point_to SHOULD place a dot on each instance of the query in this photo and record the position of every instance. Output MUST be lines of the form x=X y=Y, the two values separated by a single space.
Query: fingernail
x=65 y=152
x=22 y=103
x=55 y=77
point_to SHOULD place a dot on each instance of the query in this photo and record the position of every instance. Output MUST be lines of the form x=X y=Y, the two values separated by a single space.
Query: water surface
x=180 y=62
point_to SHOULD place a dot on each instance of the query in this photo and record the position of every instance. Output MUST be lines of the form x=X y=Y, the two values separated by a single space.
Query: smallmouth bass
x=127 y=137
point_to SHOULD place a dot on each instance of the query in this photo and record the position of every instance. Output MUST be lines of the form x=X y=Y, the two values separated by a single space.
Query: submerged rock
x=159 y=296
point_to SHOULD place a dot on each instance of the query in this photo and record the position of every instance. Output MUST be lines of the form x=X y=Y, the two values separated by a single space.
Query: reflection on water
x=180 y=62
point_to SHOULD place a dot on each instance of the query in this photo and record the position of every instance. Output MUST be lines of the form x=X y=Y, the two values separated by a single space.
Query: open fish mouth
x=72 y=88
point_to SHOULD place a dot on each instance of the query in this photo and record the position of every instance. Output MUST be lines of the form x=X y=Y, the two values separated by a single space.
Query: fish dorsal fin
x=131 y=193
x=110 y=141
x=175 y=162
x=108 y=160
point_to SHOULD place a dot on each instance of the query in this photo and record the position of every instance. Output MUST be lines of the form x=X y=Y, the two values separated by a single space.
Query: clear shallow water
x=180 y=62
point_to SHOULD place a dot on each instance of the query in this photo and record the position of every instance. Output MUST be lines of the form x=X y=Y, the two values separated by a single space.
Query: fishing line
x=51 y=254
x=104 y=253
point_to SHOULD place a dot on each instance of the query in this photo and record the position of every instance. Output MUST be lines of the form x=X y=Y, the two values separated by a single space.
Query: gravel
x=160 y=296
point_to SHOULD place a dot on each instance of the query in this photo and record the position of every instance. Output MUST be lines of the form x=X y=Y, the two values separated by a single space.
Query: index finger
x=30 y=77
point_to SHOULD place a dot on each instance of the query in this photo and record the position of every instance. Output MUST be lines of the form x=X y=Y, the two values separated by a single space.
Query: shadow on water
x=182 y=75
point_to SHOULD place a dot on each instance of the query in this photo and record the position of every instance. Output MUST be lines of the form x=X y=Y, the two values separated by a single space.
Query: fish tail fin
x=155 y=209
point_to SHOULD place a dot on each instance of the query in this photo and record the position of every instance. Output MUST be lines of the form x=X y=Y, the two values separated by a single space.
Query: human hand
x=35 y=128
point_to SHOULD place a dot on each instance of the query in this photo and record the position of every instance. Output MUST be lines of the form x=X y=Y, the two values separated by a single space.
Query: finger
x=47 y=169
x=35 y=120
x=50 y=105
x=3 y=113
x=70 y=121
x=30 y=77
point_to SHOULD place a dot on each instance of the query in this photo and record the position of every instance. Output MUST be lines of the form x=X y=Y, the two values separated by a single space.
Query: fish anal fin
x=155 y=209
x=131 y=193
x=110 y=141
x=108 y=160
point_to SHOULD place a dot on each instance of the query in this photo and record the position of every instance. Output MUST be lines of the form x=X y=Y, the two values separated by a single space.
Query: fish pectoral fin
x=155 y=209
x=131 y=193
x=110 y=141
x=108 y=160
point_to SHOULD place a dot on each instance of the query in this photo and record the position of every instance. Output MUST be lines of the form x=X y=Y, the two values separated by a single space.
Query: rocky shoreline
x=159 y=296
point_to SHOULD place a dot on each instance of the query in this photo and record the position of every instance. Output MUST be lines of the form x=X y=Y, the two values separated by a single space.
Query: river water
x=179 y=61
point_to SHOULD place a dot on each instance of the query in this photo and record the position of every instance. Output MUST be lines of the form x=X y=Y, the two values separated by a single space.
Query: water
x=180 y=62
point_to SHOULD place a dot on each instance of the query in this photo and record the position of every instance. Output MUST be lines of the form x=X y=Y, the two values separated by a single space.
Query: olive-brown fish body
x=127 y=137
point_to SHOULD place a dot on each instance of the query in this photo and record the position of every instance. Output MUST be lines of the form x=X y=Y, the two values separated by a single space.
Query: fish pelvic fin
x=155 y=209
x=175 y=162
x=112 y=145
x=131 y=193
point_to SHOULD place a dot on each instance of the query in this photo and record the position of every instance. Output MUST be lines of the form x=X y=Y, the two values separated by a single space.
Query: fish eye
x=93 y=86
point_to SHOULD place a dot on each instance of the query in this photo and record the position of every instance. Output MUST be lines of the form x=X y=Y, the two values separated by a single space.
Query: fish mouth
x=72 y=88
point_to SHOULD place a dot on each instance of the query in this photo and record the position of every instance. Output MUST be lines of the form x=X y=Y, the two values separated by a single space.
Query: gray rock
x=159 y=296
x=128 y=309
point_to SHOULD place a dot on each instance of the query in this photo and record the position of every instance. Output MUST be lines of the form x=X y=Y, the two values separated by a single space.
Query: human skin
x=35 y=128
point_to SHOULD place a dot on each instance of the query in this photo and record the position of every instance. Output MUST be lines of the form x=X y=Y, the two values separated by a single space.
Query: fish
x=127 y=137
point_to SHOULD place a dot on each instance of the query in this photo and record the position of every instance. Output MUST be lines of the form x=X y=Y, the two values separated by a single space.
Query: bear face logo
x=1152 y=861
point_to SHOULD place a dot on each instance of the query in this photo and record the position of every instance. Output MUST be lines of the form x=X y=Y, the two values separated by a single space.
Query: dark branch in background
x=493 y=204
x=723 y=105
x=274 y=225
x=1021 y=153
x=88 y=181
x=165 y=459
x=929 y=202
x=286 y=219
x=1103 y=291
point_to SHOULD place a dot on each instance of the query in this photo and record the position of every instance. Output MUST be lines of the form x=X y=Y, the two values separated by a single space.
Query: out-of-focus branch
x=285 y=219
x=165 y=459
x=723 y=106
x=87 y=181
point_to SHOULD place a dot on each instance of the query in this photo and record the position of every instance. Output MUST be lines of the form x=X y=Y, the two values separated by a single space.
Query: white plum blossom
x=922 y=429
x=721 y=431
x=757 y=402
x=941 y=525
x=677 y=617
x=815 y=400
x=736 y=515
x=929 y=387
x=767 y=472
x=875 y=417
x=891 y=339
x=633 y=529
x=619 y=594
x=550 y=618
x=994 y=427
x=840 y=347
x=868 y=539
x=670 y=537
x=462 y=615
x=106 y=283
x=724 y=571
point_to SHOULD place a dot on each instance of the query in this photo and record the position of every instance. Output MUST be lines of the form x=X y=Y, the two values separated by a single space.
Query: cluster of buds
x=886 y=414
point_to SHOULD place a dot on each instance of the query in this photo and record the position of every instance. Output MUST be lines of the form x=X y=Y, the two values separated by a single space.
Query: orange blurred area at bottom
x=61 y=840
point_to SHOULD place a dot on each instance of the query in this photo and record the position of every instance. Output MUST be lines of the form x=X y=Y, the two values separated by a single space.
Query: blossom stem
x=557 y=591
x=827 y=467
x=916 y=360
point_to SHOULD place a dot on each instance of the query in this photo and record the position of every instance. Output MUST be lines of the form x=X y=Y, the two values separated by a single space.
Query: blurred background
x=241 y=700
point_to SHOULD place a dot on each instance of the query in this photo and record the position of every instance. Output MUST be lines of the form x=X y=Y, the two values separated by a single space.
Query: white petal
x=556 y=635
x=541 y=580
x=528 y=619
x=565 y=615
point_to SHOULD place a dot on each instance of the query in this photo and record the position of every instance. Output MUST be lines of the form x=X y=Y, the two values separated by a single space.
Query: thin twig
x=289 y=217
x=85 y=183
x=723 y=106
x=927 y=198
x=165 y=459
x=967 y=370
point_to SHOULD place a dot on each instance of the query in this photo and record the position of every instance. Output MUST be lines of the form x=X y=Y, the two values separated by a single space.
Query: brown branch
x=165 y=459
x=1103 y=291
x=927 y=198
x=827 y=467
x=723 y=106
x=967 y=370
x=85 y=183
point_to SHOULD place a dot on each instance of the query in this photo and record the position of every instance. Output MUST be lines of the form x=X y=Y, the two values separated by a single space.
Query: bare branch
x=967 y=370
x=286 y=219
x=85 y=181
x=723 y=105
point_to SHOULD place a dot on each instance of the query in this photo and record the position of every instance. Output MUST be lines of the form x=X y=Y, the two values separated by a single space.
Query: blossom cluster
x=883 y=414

- EXERCISE DESCRIPTION -
Please filter the entries above and copy every line that contains the word "blossom".

- REPLY TO THE EXERCISE -
Query: white plum blossom
Query: blossom stem
Query: blossom cluster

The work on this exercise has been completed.